***** Textauszug
Mit starken Bildern auf der Bühne: Regisseurin Vera Nemirova | Bildquelle: Bettina Stoeß Vera Nemirova liebt die Figur des Don Giovanni: "Sie ist mir sehr nahe in ihrem Lustprinzip. Und solche Figuren werden ja langsam immer weniger, die so das Leben auf diese spezielle Art und Weise genießen und feiern", erzählt sie. Dass sie damit aneckt - Stichwort Moralvorstellungen - ist ihr klar. Die Regisseurin meint aber, dass man beide Seiten verstehen müsse, auch die der anderen. Deswegen denkt sie in ihrem Programmheft-Brief die Geschichte der anderen Figuren weiter. Dazu erklärt sie: "Die Figuren fangen an, über sich und ihre Beziehungen zueinander vielmehr nachzudenken, und er triggert das sozusagen. Er ist so eine Art treibende Kraft".
**********
***** Material zur Aufgabe
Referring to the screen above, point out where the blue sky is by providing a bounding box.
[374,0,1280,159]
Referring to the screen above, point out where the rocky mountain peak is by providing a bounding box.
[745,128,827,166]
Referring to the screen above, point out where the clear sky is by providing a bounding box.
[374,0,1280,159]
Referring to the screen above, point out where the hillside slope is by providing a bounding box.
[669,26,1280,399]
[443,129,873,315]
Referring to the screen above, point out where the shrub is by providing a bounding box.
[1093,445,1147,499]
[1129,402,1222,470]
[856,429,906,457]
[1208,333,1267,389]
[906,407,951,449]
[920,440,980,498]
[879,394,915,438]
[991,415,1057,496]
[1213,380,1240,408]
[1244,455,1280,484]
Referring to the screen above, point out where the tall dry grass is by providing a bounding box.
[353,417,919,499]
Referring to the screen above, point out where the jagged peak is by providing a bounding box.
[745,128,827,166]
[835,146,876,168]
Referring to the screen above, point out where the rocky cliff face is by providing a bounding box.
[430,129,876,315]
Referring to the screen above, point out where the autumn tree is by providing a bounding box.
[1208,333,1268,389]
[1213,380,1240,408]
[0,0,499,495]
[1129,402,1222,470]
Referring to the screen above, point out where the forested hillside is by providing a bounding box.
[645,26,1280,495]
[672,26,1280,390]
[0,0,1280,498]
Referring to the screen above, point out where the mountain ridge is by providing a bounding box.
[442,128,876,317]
**********
● Zu erledigende Aufgaben
- 1) Prüfe, ob die folgenden Aussagen mit dem Textauszug übereinstimmen, und antworte jeweils mit Ja oder Nein sowie den ausschlaggebenden Worten des Textauszugs als wörtliches Zitat. (a) Nemirova meint, dass Figuren wie Don Giovanni langsam seltener werden. (b) Nemirova ist nicht bewusst, dass sie mit ihrer Haltung aneckt. (c) In ihrem Programmheft-Brief denkt sie die Geschichte der anderen Figuren weiter.
- 2) Verschiebe die Koordinaten der Begrenzungsrahmen in der Auflistung um 20, indem du jeder Zahl 20 hinzufügst. Beginne bei der Zeile der Auflistung, die „Referring to the screen above, point out where the autumn“ enthält, höre mit ihrer letzten Zeile auf und gib alle Zeilen dieses Abschnitts wieder, auch die ohne Koordinaten.
Der Textauszug und die Auflistung stammen aus unterschiedlichen Quellen.

● Antworten im Einzelnen
- 1)
(a) Ja: „Und solche Figuren werden ja langsam immer weniger“
(b) Nein: „Dass sie damit aneckt - Stichwort Moralvorstellungen - ist ihr klar.“
(c) Ja: „Deswegen denkt sie in ihrem Programmheft-Brief die Geschichte der anderen Figuren weiter.“

- 2)
Referring to the screen above, point out where the autumn tree is by providing a bounding box.
[1228,353,1288,409]
[1233,400,1260,428]
[20,20,519,515]
[1149,422,1242,490]
Referring to the screen above, point out where the forested hillside is by providing a bounding box.
[665,46,1300,515]
[692,46,1300,410]
[20,20,1300,518]
Referring to the screen above, point out where the mountain ridge is by providing a bounding box.
[462,148,896,337]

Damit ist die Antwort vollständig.